**What to produce:** Among the lines below, tally those that hold "jeans". Return the number and nothing more.

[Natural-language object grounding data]
↓↓↓

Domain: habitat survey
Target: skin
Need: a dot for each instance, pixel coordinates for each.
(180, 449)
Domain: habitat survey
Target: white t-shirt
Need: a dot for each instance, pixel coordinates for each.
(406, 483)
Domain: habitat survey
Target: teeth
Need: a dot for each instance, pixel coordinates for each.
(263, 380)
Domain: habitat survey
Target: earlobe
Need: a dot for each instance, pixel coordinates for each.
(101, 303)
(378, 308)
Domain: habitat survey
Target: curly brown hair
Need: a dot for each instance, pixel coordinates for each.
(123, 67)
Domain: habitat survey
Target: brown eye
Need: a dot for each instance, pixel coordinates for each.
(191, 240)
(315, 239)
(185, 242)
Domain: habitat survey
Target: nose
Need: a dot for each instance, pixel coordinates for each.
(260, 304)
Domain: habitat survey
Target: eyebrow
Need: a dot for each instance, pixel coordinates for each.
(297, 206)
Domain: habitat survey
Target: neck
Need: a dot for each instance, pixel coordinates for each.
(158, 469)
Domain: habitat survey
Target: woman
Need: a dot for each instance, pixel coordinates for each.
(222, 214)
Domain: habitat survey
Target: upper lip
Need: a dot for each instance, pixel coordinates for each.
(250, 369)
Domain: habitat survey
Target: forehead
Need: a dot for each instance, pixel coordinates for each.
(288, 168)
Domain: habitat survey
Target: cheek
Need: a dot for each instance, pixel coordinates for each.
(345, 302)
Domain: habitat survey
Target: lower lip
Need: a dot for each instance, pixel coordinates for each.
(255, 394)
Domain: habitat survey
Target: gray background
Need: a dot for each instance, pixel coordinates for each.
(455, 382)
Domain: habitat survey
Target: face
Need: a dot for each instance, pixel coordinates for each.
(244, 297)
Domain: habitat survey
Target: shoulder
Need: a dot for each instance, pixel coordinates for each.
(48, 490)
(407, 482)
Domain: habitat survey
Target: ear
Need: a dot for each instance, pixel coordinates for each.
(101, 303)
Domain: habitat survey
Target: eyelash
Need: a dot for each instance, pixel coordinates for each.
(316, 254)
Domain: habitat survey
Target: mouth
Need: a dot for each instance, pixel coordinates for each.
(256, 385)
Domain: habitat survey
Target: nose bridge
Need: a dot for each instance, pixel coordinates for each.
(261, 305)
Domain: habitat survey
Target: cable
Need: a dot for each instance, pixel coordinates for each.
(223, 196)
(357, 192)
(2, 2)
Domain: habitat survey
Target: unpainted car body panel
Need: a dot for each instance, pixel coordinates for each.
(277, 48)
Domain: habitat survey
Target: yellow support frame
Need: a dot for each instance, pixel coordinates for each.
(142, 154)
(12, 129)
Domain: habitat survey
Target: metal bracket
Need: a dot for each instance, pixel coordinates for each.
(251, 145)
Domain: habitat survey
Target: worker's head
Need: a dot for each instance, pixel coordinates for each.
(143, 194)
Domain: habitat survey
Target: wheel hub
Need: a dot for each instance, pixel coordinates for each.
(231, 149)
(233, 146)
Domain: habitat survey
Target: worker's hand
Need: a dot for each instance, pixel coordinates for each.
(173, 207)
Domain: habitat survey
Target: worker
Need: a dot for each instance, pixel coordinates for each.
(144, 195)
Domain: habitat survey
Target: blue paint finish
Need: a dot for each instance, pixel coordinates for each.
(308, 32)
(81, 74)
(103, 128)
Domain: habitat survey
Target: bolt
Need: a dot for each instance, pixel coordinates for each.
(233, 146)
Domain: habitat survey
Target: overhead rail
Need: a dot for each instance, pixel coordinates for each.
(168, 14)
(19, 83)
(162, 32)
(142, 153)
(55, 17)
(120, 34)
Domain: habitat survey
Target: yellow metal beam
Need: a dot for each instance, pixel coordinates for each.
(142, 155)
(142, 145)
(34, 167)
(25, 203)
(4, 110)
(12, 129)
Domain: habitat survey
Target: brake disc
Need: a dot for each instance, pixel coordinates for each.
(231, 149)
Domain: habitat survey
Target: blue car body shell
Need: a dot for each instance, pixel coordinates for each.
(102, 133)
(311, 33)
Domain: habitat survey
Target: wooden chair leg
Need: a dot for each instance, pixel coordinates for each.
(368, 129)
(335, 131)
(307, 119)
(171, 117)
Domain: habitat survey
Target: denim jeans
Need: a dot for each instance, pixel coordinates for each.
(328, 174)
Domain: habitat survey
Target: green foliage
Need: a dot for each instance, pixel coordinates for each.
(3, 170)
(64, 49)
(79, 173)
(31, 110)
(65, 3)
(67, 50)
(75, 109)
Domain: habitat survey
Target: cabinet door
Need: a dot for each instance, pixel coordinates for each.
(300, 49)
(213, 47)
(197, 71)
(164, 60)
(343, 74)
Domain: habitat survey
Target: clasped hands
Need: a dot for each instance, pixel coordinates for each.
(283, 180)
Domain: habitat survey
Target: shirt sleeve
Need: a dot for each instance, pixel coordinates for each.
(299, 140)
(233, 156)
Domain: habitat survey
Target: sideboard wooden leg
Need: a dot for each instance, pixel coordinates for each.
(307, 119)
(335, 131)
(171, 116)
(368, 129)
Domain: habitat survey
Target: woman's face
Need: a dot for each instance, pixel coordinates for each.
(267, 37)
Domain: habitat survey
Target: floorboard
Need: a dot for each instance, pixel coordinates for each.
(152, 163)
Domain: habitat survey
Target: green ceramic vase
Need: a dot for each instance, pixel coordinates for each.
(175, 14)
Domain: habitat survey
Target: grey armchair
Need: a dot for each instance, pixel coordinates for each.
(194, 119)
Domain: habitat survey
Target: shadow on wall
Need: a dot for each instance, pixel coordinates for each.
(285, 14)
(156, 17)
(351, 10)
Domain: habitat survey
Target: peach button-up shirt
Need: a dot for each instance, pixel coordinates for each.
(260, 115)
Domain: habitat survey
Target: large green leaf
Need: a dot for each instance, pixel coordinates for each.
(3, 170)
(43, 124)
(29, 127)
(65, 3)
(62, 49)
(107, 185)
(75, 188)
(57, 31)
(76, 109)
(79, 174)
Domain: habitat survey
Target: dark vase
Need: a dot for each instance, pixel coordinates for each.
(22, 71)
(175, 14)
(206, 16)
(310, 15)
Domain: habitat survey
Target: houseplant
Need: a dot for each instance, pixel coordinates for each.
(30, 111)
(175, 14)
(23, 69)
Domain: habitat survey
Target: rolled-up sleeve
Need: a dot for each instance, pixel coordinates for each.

↑↑↑
↓↓↓

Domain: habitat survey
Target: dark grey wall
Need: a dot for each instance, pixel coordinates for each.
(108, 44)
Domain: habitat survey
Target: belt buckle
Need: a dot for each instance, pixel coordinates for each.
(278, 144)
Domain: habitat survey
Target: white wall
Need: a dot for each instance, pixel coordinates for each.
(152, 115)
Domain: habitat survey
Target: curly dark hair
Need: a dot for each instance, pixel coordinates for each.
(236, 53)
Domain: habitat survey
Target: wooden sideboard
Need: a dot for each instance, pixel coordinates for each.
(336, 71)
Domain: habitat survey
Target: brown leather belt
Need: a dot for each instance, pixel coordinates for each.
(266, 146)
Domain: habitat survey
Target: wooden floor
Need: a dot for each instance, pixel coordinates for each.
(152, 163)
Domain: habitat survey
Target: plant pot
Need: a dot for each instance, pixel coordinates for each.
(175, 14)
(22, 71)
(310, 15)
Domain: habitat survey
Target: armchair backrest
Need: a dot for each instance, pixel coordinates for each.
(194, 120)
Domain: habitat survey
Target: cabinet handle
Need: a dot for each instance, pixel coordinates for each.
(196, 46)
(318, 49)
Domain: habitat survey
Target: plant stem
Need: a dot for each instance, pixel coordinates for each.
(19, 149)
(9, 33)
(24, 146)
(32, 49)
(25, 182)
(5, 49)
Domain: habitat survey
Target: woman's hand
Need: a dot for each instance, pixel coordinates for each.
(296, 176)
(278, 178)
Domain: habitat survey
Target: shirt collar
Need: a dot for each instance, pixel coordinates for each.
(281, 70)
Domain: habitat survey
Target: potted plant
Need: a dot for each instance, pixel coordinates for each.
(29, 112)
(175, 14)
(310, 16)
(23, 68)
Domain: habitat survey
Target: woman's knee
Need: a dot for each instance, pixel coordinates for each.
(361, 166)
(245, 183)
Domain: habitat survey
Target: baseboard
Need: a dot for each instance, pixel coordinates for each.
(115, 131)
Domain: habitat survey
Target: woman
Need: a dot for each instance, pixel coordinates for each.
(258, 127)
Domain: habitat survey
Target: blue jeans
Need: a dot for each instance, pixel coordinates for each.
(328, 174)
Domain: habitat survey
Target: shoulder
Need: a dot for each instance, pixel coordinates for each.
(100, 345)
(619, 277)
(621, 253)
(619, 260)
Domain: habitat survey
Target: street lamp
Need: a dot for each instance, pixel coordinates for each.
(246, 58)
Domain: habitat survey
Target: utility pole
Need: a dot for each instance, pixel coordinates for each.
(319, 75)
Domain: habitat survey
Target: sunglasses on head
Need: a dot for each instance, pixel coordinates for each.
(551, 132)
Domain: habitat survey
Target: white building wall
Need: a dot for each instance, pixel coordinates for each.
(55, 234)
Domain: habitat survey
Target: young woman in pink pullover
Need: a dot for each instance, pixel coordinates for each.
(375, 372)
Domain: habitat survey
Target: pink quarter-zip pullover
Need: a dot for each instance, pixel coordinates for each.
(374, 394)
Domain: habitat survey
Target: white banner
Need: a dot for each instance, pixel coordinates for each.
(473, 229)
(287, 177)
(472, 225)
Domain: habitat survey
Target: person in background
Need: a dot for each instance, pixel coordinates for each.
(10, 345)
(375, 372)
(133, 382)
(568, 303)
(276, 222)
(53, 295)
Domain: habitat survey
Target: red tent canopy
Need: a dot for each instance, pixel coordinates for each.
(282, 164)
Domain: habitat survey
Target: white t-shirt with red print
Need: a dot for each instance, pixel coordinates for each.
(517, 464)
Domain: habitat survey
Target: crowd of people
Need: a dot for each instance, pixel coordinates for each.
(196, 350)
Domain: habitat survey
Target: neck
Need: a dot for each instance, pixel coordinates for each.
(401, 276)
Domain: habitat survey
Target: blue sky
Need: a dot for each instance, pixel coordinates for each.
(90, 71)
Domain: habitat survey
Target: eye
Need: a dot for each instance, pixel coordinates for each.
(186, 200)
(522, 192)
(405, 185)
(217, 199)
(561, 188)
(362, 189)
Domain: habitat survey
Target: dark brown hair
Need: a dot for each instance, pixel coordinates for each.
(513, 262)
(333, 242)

↑↑↑

**Answer to this problem:** 2